___ PAGE TEXT
Re: "Ungroup" data for import into PostgreSQL

From: Jim Nasby <Jim(dot)Nasby(at)BlueTreble(dot)com>
To: George Weaver <gweaver(at)shaw(dot)ca>, pgsql-general <pgsql-general(at)postgresql(dot)org>
Subject: Re: "Ungroup" data for import into PostgreSQL
Date: 2015-01-16 00:56:00
Message-ID: 54B861A0.9060709@BlueTreble.com
Views: Raw Message | Whole Thread | Download mbox | Resend email
Thread:
Lists: pgsql-general

On 1/15/15 9:43 AM, George Weaver wrote:
> Hi List,
>
> I need to import data from a large Excel spreadsheet into a PostgreSQL table. I have a program that uses ODBC to connect to Excel and extract data using SQL queries. The program then inserts the data into a PostgreSQL table.
>
> The challenge with this particular spreadsheet is that it is arrayed thus:
>
> Model No 1 Product Code 15
> Serial No 1 No on Hand
> Serial No 2 No on Hand
> Serial No 3 No on Hand
> Model No 4 Product Code 9
> Serial No 12 No on Hand
> Model No 5 Product Code 27
> Serial No 6 No on Hand
> Serial No 14 No on Hand
>
> etc.
______
**PROBLEM A**: Using the PostgreSQL import thread, say whether each statement agrees with it, answering yes or no and quoting the words that settle it: (i) the program reaches Excel through ODBC; (ii) Model No 4 carries Product Code 15; (iii) the data ends up in a MySQL table.
**PROBLEM B**: Extend the PostgreSQL import thread past its final line, keeping its tone and format.
___ ENTRIES SUPPLIED
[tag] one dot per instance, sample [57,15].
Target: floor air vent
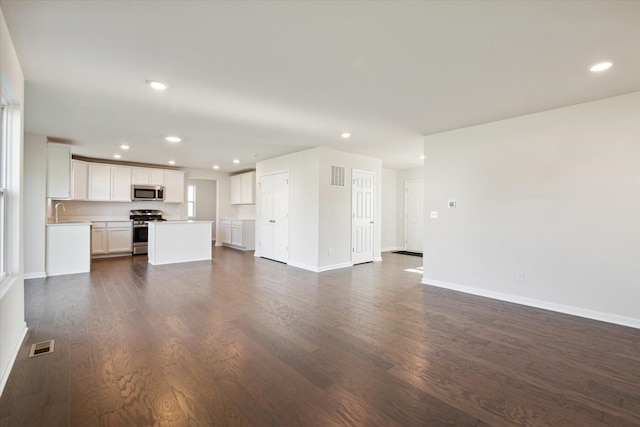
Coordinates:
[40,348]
______
___ ENTRIES SUPPLIED
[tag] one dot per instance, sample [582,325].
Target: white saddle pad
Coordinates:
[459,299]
______
**EXERCISE RESPONSE A**:
(i) Yes: "I have a program that uses ODBC to connect to Excel"
(ii) No: "Model No 4 Product Code 9"
(iii) No: "The program then inserts the data into a PostgreSQL table."

**EXERCISE RESPONSE B**:
>
> I need the data in PostgreSQL arrayed thus
>
> Model No 1 Product Code 15 Serial No 1 No on Hand
> Model No 1 Product Code 15 Serial No 2 No on Hand
> Model No 1 Product Code 15 Serial No 3 No on Hand
> Model No 4 Product Code 9 Serial No 12 No on Hand
> Model No 5 Product Code 27 Serial No 6 No on Hand
> Model No 5 Product Code 27 Serial No 14 No on Hand
>
> I can import the data procedurely using plpgsql to match the individual rows to the master for each row (import the raw data into a buffer table in PostgreSQL and then looping through the rows in the buffer table and checking to see when the Model No changes).

Note that if you're doing that you better be putting the rownumber from excel into the table... result sets are NOT guaranteed to be in insert order!

> I'm wondering if there is a more elegant way to do this using straight sql from Excel?

Well, that's really an excel question, not a Postgres question...

If you load the whole spreadsheet into a single table and have a way to differentiate between the different rows then you might be able to do something with CTE's to relate a serial number to the product code. That might be faster than plpgsql.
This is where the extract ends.